Entries from a point annotation set:

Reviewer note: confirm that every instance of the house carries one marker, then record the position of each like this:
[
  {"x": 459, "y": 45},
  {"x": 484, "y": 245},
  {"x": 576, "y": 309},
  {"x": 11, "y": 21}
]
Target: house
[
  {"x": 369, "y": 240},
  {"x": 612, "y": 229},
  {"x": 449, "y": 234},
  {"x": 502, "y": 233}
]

[What is expected] Convert each line of the records above into a Markdown table with two columns, "Row" for the row number and "Line" for the line, and omit any blank lines.

[Problem solution]
| Row | Line |
|---|---|
| 1 | Reviewer note: confirm that every instance of the house carries one marker, then record the position of each like this: |
| 2 | [ |
| 3 |   {"x": 459, "y": 45}, |
| 4 |   {"x": 484, "y": 245}, |
| 5 |   {"x": 576, "y": 309}, |
| 6 |   {"x": 11, "y": 21} |
| 7 | ] |
| 8 | Target: house |
| 9 | [ |
| 10 |   {"x": 369, "y": 240}, |
| 11 |   {"x": 612, "y": 229}, |
| 12 |   {"x": 449, "y": 234}, |
| 13 |   {"x": 502, "y": 233} |
| 14 | ] |